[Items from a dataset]

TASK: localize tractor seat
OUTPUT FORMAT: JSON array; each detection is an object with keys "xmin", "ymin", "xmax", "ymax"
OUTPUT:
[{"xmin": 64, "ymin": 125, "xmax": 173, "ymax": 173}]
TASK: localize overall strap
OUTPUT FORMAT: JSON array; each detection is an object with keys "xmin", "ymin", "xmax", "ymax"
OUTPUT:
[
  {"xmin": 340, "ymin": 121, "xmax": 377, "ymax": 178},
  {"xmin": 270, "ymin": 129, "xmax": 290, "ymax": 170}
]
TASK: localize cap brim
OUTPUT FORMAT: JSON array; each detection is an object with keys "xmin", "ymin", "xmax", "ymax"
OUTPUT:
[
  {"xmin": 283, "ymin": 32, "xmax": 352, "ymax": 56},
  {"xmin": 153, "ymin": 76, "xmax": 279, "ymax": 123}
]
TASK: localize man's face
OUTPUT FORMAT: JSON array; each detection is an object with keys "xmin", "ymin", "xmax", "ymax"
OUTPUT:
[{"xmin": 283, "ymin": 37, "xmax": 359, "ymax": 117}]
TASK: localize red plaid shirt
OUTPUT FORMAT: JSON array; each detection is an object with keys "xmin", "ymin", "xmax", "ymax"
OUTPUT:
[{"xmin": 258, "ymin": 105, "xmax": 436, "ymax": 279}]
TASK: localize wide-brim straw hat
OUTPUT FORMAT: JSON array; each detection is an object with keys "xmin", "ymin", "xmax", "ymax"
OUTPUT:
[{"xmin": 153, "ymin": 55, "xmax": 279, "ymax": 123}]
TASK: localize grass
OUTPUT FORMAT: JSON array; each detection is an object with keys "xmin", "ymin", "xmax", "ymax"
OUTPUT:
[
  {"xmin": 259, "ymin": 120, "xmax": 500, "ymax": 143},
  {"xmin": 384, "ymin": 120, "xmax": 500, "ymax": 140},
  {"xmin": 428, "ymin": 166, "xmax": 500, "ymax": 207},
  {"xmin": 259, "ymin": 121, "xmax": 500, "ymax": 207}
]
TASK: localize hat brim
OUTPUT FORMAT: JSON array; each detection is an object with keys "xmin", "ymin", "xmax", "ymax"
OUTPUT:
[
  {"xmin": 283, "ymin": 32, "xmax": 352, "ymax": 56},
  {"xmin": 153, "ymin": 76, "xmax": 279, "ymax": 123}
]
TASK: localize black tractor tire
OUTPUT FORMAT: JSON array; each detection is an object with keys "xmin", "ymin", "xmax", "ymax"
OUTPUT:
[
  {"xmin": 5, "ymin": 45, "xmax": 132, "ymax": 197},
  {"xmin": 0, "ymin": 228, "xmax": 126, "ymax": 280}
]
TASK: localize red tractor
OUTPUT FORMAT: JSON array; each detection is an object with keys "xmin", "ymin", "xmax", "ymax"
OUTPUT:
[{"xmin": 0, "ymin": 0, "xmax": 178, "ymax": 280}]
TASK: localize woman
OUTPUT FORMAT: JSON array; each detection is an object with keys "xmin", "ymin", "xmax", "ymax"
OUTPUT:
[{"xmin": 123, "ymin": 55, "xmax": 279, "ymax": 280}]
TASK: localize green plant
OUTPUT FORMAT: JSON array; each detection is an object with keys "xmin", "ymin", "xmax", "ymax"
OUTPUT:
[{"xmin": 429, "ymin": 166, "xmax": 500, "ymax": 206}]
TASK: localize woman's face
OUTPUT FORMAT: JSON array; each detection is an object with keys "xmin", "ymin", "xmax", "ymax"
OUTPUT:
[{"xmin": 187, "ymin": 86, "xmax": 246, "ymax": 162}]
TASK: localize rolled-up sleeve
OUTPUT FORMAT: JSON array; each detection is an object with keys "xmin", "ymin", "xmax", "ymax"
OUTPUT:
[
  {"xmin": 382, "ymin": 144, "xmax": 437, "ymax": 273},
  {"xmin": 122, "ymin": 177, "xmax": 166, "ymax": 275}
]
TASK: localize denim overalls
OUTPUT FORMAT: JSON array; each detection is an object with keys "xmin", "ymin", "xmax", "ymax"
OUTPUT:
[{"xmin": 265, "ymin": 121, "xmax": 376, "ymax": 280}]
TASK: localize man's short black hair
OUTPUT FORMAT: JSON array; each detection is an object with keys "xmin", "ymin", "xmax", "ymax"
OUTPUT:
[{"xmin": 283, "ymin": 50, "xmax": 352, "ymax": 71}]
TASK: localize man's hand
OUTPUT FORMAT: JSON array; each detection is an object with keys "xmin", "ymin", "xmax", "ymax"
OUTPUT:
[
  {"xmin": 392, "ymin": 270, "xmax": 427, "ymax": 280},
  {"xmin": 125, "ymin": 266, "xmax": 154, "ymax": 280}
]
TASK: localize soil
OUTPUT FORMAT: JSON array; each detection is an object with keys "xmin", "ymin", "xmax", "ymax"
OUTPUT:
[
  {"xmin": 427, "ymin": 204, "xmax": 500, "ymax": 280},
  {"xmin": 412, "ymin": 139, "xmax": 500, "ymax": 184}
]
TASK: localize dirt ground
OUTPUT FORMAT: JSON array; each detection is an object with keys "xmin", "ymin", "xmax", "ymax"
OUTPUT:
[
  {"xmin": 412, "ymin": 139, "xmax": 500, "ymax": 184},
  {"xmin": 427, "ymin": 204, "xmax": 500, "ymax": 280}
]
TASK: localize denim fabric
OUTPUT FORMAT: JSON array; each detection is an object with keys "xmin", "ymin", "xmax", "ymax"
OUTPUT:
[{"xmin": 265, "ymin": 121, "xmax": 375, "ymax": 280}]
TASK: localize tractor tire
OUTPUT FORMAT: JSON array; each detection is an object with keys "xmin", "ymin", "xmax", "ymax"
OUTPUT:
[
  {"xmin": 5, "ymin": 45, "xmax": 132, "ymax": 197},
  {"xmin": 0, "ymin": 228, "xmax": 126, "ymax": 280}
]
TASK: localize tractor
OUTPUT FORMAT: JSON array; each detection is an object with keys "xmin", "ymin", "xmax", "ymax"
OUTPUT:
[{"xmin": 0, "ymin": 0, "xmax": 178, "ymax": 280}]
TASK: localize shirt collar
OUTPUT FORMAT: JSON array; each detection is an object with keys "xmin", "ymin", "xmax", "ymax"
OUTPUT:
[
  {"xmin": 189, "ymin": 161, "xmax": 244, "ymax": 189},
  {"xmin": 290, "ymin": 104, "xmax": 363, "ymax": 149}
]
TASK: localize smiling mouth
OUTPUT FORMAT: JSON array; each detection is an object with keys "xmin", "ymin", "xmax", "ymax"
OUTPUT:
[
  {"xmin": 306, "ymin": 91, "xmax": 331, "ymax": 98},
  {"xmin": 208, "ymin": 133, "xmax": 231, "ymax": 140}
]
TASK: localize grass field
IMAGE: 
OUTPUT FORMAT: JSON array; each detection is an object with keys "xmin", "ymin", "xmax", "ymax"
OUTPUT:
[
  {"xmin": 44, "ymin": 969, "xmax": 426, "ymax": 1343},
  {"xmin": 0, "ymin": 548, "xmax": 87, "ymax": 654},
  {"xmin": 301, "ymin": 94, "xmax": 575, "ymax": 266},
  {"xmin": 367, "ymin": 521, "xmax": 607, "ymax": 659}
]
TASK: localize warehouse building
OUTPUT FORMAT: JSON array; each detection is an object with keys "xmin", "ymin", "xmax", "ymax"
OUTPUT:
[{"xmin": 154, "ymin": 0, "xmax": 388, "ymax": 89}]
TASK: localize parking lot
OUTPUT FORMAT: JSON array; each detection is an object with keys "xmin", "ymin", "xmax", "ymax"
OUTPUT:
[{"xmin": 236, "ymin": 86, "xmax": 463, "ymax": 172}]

The problem — Go back to the data above and please quote exactly, and only, the lines from the line with "TASK: localize warehouse building" through its last line.

In response —
TASK: localize warehouse building
OUTPUT FORMAT: JSON array; each detection is an object with keys "xmin", "ymin", "xmax", "ymax"
OUTPUT:
[{"xmin": 154, "ymin": 0, "xmax": 388, "ymax": 89}]
TASK: localize parking lot
OUTPUT FORMAT: JSON array; each detection is an object with keys "xmin", "ymin", "xmax", "ymax"
OUTPUT:
[{"xmin": 236, "ymin": 86, "xmax": 463, "ymax": 172}]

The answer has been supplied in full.